Written problem =
Copy all of the rows below, replacing every "fill_rule" with "fill_mode" and leaving everything else unchanged.

Records for the task =

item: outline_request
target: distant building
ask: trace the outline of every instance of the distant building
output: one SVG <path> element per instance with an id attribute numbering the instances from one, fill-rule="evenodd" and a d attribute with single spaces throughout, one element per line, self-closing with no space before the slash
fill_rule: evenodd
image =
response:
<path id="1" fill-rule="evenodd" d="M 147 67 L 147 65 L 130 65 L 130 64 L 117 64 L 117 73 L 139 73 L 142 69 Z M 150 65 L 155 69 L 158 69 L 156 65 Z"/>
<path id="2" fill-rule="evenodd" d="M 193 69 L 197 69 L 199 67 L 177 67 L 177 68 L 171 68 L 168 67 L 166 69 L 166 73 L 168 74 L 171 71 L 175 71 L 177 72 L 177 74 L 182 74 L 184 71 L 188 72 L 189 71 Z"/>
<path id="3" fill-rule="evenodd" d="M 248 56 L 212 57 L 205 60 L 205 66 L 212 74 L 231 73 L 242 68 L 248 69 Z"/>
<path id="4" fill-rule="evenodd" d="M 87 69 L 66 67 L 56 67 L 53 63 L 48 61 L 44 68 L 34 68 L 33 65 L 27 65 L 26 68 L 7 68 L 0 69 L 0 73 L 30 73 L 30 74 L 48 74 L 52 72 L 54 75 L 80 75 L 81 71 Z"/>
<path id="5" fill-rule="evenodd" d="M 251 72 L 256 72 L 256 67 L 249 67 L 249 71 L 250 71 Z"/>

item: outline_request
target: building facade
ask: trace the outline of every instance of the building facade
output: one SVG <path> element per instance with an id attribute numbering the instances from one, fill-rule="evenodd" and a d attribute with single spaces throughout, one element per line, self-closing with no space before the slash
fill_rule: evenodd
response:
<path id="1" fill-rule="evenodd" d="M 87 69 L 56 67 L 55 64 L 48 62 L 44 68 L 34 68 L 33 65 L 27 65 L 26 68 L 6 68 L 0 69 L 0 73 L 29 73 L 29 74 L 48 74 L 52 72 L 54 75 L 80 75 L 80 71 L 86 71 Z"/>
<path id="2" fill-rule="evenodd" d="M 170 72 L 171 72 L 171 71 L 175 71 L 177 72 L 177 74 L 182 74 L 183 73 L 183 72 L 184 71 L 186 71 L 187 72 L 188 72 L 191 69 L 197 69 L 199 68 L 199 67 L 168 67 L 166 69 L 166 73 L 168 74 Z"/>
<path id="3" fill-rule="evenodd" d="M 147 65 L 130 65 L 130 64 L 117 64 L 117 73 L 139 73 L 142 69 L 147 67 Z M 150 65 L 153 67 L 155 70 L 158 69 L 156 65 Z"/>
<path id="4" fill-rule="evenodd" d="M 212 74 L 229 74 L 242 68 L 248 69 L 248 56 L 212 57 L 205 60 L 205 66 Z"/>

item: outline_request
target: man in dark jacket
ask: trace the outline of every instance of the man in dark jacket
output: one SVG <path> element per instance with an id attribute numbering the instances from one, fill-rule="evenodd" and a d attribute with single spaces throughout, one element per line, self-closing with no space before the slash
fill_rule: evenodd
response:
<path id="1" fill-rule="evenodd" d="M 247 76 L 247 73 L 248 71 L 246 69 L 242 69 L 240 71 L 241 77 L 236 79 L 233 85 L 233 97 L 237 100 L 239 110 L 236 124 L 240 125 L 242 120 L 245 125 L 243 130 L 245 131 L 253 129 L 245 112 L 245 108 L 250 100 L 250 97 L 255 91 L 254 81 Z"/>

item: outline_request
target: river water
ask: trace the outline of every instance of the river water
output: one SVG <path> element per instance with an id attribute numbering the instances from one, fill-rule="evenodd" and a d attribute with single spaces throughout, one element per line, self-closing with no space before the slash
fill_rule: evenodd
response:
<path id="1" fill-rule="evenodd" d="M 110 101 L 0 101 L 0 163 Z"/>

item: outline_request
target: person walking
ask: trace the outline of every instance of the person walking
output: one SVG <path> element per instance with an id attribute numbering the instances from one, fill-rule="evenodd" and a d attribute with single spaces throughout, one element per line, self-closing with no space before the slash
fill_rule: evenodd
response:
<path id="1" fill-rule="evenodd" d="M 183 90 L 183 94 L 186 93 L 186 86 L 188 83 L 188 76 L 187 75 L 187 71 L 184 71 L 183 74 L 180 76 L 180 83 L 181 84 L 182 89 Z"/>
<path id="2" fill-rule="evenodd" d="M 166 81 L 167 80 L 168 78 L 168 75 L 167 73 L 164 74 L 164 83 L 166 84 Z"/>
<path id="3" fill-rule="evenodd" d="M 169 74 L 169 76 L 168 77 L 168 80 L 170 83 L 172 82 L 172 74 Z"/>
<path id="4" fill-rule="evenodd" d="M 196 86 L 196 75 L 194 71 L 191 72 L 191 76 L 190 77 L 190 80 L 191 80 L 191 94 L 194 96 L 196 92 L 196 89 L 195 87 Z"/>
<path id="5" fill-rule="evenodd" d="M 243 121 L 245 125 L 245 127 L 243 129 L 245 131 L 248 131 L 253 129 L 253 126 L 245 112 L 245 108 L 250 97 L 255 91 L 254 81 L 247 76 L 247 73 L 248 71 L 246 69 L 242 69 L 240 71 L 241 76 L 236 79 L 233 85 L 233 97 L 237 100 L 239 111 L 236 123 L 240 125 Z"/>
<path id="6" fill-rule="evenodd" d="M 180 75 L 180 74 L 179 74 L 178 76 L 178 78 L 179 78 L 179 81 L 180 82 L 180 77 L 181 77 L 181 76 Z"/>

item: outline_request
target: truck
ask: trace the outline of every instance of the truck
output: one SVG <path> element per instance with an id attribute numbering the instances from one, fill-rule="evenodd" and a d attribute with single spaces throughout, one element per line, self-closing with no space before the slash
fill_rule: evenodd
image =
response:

Expected answer =
item: outline_request
target: distant building
ask: trace the outline of every instance of the distant building
output: one SVG <path> element per instance with an id attribute numbering the instances from one, fill-rule="evenodd" and a d attribute with single spaces throughout, one element per line, self-closing with no space before the slash
fill_mode: evenodd
image =
response:
<path id="1" fill-rule="evenodd" d="M 147 67 L 147 65 L 130 65 L 130 64 L 117 64 L 117 73 L 139 73 L 142 69 Z M 150 65 L 155 69 L 158 69 L 156 65 Z"/>
<path id="2" fill-rule="evenodd" d="M 193 69 L 197 69 L 199 67 L 177 67 L 177 68 L 171 68 L 168 67 L 166 69 L 166 73 L 168 74 L 171 71 L 175 71 L 177 72 L 177 74 L 182 74 L 184 71 L 188 72 L 189 71 Z"/>
<path id="3" fill-rule="evenodd" d="M 248 56 L 212 57 L 205 60 L 205 66 L 212 74 L 231 73 L 242 68 L 248 69 Z"/>
<path id="4" fill-rule="evenodd" d="M 87 69 L 66 67 L 56 67 L 53 63 L 48 61 L 44 68 L 34 68 L 33 65 L 27 65 L 26 68 L 7 68 L 0 69 L 0 73 L 30 73 L 30 74 L 48 74 L 52 72 L 54 75 L 80 75 L 81 71 Z"/>
<path id="5" fill-rule="evenodd" d="M 251 72 L 256 72 L 256 67 L 249 67 L 249 71 L 250 71 Z"/>

item: outline_request
target: building facade
ask: trace the outline of every instance of the building facade
output: one SVG <path> element per instance with an id attribute numbering the instances from one, fill-rule="evenodd" and a d attribute with single spaces throughout, one element per line, self-closing with no space before the slash
fill_mode: evenodd
response:
<path id="1" fill-rule="evenodd" d="M 87 69 L 56 67 L 55 64 L 48 62 L 44 68 L 34 68 L 33 65 L 27 65 L 26 68 L 6 68 L 0 69 L 0 73 L 29 73 L 29 74 L 48 74 L 52 72 L 54 75 L 80 75 L 80 71 L 86 71 Z"/>
<path id="2" fill-rule="evenodd" d="M 170 72 L 171 72 L 171 71 L 175 71 L 177 72 L 177 74 L 182 74 L 183 73 L 183 72 L 184 71 L 186 71 L 187 72 L 188 72 L 191 69 L 197 69 L 199 68 L 199 67 L 168 67 L 166 69 L 166 73 L 168 74 Z"/>
<path id="3" fill-rule="evenodd" d="M 147 65 L 130 65 L 130 64 L 117 64 L 117 73 L 139 73 L 142 69 L 147 67 Z M 150 65 L 153 67 L 155 70 L 158 69 L 156 65 Z"/>
<path id="4" fill-rule="evenodd" d="M 212 74 L 229 74 L 242 68 L 248 69 L 248 56 L 212 57 L 205 60 L 205 66 Z"/>

item: outline_request
target: man in dark jacket
ask: trace the outline of every instance of the man in dark jacket
output: one SVG <path> element per instance with an id attribute numbering the instances from one, fill-rule="evenodd" and a d attribute with single spaces throughout, one element per line, self-closing with no space before the slash
fill_mode: evenodd
response:
<path id="1" fill-rule="evenodd" d="M 247 76 L 247 73 L 248 71 L 246 69 L 242 69 L 240 71 L 241 77 L 236 79 L 233 85 L 233 97 L 237 100 L 239 110 L 236 124 L 240 125 L 242 120 L 245 125 L 243 130 L 245 131 L 253 129 L 245 112 L 245 108 L 250 100 L 250 97 L 255 91 L 254 81 Z"/>

item: outline_request
target: river water
ask: trace the outline of every instance of the river water
output: one SVG <path> element per instance with an id attribute numbering the instances from one, fill-rule="evenodd" and a d attribute with single spaces throughout, one element per line, self-closing with no space before the slash
fill_mode: evenodd
response:
<path id="1" fill-rule="evenodd" d="M 110 101 L 0 101 L 0 163 Z"/>

item: outline_request
target: person walking
ask: trace the outline of every instance of the person walking
output: one SVG <path> element per instance with an id attribute numbering the instances from one, fill-rule="evenodd" and a d attribute with single spaces throughout, one element per line, self-closing with no space before the slash
fill_mode: evenodd
response:
<path id="1" fill-rule="evenodd" d="M 183 90 L 183 94 L 186 93 L 186 86 L 188 83 L 188 76 L 187 75 L 187 71 L 184 71 L 183 74 L 180 76 L 180 83 L 181 84 L 182 89 Z"/>
<path id="2" fill-rule="evenodd" d="M 166 81 L 167 80 L 168 78 L 168 75 L 167 73 L 164 74 L 164 83 L 166 84 Z"/>
<path id="3" fill-rule="evenodd" d="M 169 74 L 169 76 L 168 77 L 168 80 L 170 83 L 172 82 L 172 74 Z"/>
<path id="4" fill-rule="evenodd" d="M 196 86 L 196 75 L 194 71 L 191 72 L 191 76 L 190 77 L 190 80 L 191 80 L 191 94 L 194 96 L 196 92 L 196 89 L 195 87 Z"/>
<path id="5" fill-rule="evenodd" d="M 243 121 L 245 125 L 245 127 L 243 129 L 245 131 L 248 131 L 253 129 L 253 126 L 245 112 L 245 108 L 250 97 L 255 91 L 254 81 L 247 76 L 247 73 L 248 71 L 246 69 L 242 69 L 240 71 L 241 76 L 236 79 L 233 85 L 233 97 L 237 100 L 239 111 L 236 123 L 240 125 Z"/>
<path id="6" fill-rule="evenodd" d="M 180 75 L 180 74 L 179 74 L 178 76 L 178 78 L 179 78 L 179 81 L 180 82 L 180 77 L 181 77 L 181 76 Z"/>

item: outline_request
target: truck
ask: trace the outline of every instance of the truck
output: one SVG <path> element per instance with an id attribute numbering the instances from one, fill-rule="evenodd" and a d attribute with single spaces throughout, one element per line, self-closing with no space before the slash
fill_mode: evenodd
image =
response:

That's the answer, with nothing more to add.